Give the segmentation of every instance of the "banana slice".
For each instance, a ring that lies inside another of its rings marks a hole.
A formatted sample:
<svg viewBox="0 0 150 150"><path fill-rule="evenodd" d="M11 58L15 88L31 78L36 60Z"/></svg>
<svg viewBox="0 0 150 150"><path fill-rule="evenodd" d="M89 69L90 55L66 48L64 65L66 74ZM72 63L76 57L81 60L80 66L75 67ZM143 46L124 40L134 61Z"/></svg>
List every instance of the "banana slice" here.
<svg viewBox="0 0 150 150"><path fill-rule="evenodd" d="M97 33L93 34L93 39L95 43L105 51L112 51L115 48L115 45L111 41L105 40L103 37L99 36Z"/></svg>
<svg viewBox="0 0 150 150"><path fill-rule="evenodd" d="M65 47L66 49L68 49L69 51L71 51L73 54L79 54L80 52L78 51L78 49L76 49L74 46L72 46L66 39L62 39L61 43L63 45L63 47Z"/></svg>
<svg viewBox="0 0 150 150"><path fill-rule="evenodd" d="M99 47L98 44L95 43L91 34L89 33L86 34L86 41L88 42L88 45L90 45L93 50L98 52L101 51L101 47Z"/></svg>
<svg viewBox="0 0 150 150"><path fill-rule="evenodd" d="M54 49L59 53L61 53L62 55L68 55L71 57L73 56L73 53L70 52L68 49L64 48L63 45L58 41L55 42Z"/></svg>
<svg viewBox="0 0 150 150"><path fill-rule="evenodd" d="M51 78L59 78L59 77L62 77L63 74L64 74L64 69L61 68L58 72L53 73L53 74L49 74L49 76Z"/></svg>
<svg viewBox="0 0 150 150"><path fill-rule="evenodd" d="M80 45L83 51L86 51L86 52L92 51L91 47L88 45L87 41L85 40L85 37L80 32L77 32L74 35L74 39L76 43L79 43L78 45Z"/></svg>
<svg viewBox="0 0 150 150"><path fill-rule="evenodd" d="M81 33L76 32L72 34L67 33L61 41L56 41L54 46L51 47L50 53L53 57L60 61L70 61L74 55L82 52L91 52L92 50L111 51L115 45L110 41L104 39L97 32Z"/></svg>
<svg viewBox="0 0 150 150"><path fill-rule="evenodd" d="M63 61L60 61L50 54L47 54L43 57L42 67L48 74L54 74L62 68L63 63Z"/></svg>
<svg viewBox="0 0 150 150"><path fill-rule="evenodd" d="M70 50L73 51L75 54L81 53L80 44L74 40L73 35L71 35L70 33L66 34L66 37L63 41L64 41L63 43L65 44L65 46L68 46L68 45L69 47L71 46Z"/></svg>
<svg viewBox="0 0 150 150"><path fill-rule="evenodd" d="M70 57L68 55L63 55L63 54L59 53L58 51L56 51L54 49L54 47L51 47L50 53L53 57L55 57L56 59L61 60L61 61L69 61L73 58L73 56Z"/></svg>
------------------------------
What you will do: Print each record word for word.

Output for this exercise:
Give the segmentation of every instance of the "banana slice".
For each instance, a ring that lies inside another of its rings marks a hole.
A formatted sample:
<svg viewBox="0 0 150 150"><path fill-rule="evenodd" d="M11 58L15 88L31 78L36 60Z"/></svg>
<svg viewBox="0 0 150 150"><path fill-rule="evenodd" d="M89 69L90 55L66 48L64 65L66 74ZM72 63L76 57L81 60L80 66L75 67ZM143 46L124 40L134 61Z"/></svg>
List every instance of the "banana slice" here.
<svg viewBox="0 0 150 150"><path fill-rule="evenodd" d="M97 33L93 34L93 39L95 43L105 51L112 51L115 48L115 45L111 41L105 40L103 37L99 36Z"/></svg>
<svg viewBox="0 0 150 150"><path fill-rule="evenodd" d="M65 47L66 49L68 49L69 51L71 51L73 54L79 54L80 52L78 51L78 49L76 49L74 46L72 46L66 39L62 39L61 43L63 45L63 47Z"/></svg>
<svg viewBox="0 0 150 150"><path fill-rule="evenodd" d="M99 47L98 44L95 43L91 34L89 33L86 34L86 41L88 42L88 45L90 45L93 50L98 52L101 51L101 47Z"/></svg>
<svg viewBox="0 0 150 150"><path fill-rule="evenodd" d="M54 49L59 53L61 53L62 55L68 55L71 57L73 56L73 53L70 52L68 49L64 48L63 45L58 41L55 42Z"/></svg>
<svg viewBox="0 0 150 150"><path fill-rule="evenodd" d="M51 78L59 78L59 77L62 77L63 74L64 74L64 69L61 68L58 72L53 73L53 74L49 74L49 76Z"/></svg>
<svg viewBox="0 0 150 150"><path fill-rule="evenodd" d="M80 45L83 51L86 51L86 52L92 51L91 47L88 45L87 41L85 40L85 37L80 32L77 32L74 35L74 39L76 43L79 43L78 45Z"/></svg>
<svg viewBox="0 0 150 150"><path fill-rule="evenodd" d="M81 33L76 32L72 34L67 33L61 41L56 41L54 46L51 47L50 53L53 57L60 61L70 61L74 55L82 52L91 52L92 50L111 51L115 45L110 41L104 39L97 32Z"/></svg>
<svg viewBox="0 0 150 150"><path fill-rule="evenodd" d="M63 61L60 61L50 54L47 54L43 57L42 67L48 74L54 74L62 68L63 63Z"/></svg>
<svg viewBox="0 0 150 150"><path fill-rule="evenodd" d="M70 50L73 51L75 54L81 53L80 44L74 40L73 35L71 35L70 33L66 34L66 37L63 41L64 41L63 43L65 44L65 46L68 46L68 45L69 47L71 46Z"/></svg>
<svg viewBox="0 0 150 150"><path fill-rule="evenodd" d="M70 57L68 55L63 55L63 54L59 53L58 51L56 51L54 49L54 47L51 47L50 53L53 57L55 57L56 59L61 60L61 61L69 61L73 58L73 56Z"/></svg>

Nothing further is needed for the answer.